[Input data — start]
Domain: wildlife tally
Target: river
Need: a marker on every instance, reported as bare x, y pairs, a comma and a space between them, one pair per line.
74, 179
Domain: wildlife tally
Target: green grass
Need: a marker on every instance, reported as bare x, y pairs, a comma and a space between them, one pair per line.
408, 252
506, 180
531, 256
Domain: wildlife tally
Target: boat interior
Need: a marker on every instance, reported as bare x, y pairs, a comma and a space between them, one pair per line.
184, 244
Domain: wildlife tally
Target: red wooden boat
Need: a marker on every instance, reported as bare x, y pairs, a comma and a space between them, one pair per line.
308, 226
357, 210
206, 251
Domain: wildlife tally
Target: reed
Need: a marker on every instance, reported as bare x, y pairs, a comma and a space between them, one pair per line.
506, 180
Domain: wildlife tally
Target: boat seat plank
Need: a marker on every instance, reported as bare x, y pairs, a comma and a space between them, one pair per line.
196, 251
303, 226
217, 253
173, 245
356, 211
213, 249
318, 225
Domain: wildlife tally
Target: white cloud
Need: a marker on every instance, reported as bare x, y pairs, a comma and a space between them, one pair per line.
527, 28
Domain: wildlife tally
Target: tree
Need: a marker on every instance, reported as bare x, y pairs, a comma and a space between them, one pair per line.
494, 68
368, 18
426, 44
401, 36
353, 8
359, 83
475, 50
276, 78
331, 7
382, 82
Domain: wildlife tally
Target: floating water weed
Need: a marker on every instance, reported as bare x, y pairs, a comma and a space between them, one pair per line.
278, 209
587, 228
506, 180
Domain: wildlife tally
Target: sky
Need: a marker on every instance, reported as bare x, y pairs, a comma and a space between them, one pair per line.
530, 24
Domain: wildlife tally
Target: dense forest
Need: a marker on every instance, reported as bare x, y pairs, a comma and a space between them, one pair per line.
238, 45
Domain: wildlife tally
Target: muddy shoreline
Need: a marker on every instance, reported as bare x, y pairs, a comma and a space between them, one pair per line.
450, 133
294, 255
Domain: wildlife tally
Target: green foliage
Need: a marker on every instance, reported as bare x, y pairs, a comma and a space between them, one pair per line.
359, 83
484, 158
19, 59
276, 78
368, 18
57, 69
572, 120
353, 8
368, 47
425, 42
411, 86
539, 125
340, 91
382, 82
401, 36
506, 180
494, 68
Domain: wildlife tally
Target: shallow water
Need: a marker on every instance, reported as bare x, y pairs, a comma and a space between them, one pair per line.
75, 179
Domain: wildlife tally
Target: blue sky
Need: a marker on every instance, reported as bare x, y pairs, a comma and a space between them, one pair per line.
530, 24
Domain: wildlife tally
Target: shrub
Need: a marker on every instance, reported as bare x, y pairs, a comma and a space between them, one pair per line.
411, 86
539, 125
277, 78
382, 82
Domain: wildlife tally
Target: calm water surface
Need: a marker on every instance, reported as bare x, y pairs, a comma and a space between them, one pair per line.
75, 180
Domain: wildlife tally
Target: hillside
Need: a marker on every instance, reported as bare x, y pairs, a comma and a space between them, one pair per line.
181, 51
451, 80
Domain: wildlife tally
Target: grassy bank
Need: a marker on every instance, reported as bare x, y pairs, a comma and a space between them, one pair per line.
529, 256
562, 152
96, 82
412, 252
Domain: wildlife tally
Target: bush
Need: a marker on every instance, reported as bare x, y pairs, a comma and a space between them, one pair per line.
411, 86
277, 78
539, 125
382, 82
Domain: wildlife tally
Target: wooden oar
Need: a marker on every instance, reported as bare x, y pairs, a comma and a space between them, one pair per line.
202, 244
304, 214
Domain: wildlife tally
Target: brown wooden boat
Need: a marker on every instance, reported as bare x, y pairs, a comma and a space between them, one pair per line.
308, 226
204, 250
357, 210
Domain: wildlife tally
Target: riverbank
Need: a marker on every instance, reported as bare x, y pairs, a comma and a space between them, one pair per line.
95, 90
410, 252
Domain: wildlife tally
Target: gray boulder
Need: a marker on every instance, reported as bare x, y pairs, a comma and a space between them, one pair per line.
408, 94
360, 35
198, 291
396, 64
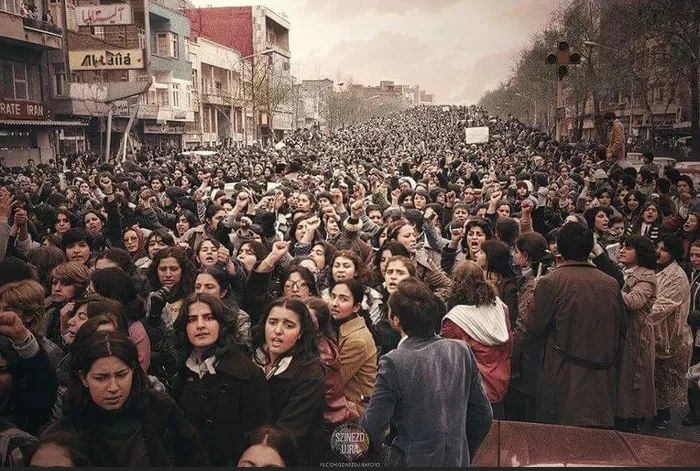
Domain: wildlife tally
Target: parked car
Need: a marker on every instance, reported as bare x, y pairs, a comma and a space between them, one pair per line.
692, 169
515, 444
635, 158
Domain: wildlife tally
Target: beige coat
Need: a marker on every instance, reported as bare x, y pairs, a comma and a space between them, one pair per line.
616, 141
636, 395
672, 335
358, 361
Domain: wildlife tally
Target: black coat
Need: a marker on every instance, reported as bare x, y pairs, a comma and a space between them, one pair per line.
224, 406
298, 400
167, 438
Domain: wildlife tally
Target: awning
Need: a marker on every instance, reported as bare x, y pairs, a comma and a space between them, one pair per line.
29, 122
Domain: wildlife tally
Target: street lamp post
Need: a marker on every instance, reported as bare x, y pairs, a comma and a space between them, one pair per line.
232, 119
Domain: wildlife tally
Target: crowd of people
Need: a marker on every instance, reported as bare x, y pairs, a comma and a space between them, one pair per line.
238, 308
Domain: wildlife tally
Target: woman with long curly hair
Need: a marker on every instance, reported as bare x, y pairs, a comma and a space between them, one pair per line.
478, 317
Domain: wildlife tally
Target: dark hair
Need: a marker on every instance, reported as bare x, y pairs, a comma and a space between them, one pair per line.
534, 245
276, 439
507, 230
79, 406
361, 273
189, 272
229, 337
575, 241
674, 246
323, 317
119, 256
470, 286
72, 445
305, 274
416, 307
114, 283
498, 258
644, 247
305, 348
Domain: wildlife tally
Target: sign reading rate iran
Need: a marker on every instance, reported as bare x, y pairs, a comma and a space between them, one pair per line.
103, 15
106, 59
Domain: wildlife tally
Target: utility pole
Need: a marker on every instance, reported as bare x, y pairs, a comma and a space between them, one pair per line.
562, 58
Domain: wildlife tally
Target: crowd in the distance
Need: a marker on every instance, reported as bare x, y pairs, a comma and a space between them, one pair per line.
237, 308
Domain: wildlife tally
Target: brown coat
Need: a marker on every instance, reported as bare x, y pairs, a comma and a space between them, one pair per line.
616, 141
636, 395
579, 311
358, 361
674, 342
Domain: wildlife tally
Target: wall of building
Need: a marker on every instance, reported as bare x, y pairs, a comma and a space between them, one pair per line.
229, 26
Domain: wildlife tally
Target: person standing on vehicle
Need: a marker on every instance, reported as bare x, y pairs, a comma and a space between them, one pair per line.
579, 311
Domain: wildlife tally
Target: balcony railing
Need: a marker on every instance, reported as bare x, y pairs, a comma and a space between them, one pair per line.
41, 26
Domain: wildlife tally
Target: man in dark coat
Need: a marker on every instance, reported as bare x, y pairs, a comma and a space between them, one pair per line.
579, 311
426, 377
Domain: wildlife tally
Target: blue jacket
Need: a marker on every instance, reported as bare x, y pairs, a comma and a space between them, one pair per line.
430, 390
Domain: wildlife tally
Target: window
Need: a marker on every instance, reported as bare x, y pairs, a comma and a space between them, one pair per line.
98, 31
8, 6
163, 98
174, 46
20, 81
59, 79
142, 38
176, 95
162, 44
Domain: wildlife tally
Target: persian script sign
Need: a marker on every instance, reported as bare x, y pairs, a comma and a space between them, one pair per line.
112, 59
101, 15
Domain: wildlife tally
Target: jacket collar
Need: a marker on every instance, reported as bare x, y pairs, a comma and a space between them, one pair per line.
351, 326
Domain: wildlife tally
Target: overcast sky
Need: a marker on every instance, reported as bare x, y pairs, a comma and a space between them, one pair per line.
456, 49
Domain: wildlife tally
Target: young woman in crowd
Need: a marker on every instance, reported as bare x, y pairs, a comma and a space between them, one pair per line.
478, 317
286, 350
213, 365
110, 407
636, 396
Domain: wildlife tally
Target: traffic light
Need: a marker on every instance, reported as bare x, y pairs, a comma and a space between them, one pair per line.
562, 58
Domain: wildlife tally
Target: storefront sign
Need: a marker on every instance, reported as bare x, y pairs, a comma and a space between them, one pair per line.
101, 15
12, 109
113, 59
167, 128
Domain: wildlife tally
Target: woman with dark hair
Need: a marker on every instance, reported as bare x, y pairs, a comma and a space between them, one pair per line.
478, 317
633, 203
60, 449
358, 352
347, 265
338, 409
635, 386
214, 367
135, 244
465, 244
648, 223
267, 447
533, 257
172, 276
214, 281
123, 422
428, 272
382, 256
494, 258
113, 283
674, 340
286, 349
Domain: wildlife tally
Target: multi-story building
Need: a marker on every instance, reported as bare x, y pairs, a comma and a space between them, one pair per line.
28, 130
125, 68
217, 93
262, 38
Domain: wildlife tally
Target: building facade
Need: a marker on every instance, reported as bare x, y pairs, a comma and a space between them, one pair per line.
28, 128
261, 36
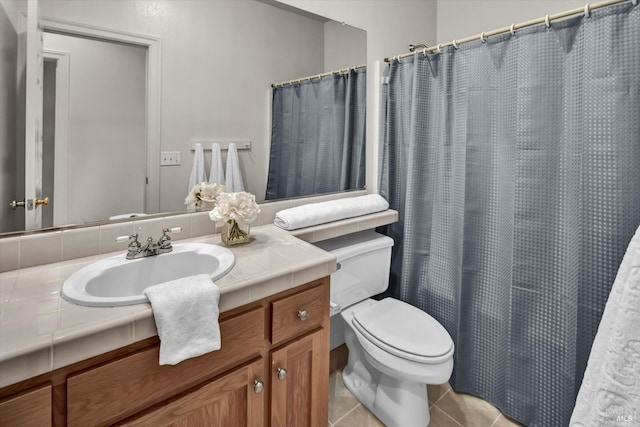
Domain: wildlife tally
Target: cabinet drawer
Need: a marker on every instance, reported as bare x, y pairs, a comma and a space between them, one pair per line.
119, 389
299, 313
30, 409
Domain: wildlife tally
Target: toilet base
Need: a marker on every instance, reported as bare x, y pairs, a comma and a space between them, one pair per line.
397, 403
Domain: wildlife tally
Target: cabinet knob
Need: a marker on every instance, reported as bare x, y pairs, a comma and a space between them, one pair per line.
258, 386
282, 373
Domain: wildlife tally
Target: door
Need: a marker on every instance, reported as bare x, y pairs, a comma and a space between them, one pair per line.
299, 382
56, 136
33, 121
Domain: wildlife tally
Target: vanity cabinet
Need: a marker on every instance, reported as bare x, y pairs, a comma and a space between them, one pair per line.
32, 408
272, 369
231, 400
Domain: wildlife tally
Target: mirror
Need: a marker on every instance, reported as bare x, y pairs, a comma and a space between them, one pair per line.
217, 62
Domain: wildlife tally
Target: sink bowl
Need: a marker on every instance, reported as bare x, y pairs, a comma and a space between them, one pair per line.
117, 281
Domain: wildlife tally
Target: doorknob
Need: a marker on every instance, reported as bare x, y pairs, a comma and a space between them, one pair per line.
15, 204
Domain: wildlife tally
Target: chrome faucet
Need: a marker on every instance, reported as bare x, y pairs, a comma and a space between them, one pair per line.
136, 250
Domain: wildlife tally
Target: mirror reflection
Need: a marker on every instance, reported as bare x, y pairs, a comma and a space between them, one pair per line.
218, 61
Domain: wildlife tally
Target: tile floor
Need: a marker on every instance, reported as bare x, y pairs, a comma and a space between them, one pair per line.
447, 408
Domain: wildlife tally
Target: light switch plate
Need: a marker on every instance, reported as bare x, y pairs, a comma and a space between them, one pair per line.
169, 158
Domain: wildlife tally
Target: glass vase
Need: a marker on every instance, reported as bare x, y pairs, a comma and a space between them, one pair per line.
233, 233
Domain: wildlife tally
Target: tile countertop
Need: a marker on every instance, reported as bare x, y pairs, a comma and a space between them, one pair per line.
40, 331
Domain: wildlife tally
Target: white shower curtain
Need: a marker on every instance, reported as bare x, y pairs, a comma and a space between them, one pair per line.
610, 391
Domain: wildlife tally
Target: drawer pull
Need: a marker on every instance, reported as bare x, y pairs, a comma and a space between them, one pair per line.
282, 373
258, 386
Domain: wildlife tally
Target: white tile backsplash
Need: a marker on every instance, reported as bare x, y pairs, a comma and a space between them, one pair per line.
9, 253
40, 248
80, 242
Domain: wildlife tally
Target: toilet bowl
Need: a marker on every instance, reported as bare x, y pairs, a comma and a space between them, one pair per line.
395, 349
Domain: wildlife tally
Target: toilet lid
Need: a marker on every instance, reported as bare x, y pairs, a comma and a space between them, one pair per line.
403, 330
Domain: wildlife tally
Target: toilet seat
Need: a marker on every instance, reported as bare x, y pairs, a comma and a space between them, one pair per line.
393, 325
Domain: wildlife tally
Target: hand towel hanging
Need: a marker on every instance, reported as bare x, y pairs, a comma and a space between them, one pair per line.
197, 170
234, 177
216, 175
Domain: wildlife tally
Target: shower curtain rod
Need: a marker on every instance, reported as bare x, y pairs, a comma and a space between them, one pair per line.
319, 76
586, 10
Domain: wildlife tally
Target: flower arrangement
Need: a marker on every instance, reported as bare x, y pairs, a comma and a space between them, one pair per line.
204, 195
235, 211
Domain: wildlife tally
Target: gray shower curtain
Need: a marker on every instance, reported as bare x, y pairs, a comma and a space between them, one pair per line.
318, 136
515, 167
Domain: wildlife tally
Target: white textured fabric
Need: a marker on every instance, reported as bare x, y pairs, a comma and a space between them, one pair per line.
610, 391
197, 170
334, 210
234, 182
216, 175
186, 314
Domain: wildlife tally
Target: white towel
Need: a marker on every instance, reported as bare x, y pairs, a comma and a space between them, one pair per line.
123, 216
610, 390
233, 182
216, 175
186, 313
334, 210
197, 170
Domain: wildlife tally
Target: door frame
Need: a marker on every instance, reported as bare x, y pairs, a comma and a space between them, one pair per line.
153, 93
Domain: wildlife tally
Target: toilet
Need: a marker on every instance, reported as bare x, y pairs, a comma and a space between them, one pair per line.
395, 349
[Input data — finish]
Work request: Report the number of lines in the listing above that hold the word "woman", and give no other text.

Task result: 3